Say how many lines of the data contain "meadow", and nothing more.

Source material Start Marker

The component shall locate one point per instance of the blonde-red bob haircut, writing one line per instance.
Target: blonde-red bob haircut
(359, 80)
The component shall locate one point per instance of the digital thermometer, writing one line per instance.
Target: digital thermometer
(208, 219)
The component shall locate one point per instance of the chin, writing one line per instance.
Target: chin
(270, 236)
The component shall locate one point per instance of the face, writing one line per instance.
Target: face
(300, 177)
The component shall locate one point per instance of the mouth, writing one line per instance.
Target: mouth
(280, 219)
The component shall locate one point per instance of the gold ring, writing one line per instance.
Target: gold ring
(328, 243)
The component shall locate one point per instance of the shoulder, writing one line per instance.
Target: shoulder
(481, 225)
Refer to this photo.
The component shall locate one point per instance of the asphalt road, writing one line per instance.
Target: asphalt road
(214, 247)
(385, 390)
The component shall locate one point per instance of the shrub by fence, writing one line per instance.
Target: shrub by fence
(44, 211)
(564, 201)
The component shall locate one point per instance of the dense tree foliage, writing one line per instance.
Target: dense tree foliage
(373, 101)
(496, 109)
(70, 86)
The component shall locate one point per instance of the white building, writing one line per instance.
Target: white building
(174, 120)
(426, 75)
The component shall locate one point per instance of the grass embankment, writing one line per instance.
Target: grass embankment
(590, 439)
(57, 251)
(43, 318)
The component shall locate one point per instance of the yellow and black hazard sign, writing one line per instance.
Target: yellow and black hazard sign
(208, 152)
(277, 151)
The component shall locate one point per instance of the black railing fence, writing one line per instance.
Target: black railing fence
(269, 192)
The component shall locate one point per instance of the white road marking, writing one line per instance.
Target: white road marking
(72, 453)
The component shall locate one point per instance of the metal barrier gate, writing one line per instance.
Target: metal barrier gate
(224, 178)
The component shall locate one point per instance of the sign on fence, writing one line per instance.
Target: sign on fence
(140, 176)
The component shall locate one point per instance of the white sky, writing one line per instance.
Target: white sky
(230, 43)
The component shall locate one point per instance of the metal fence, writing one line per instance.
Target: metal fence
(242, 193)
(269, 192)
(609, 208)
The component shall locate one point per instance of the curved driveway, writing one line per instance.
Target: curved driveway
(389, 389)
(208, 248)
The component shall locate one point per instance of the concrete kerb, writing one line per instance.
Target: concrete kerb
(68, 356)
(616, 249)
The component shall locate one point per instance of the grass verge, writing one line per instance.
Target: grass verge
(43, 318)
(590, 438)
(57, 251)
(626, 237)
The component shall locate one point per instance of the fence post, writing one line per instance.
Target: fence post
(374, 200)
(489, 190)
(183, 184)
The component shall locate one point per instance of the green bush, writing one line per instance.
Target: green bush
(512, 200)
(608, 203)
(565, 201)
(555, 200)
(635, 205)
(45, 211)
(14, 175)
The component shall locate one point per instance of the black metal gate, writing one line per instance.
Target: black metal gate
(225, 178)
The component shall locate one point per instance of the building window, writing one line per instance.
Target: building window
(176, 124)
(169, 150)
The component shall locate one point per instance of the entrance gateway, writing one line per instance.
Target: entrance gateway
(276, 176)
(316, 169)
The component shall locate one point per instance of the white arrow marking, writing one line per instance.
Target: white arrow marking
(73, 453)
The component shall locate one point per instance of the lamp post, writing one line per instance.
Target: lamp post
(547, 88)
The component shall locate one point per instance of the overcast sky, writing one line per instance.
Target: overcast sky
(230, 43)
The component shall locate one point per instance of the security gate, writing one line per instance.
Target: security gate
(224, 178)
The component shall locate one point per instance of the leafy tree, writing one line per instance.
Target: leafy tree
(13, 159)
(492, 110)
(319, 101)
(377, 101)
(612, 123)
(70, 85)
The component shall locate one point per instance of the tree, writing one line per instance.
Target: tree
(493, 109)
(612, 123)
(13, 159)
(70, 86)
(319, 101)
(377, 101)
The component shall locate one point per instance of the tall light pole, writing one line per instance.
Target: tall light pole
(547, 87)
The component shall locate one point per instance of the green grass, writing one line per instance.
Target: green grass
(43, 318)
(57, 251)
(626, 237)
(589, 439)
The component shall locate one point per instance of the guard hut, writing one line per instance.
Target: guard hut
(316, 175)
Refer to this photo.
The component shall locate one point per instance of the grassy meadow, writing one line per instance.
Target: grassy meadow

Source material End Marker

▶ [Result of this task] 2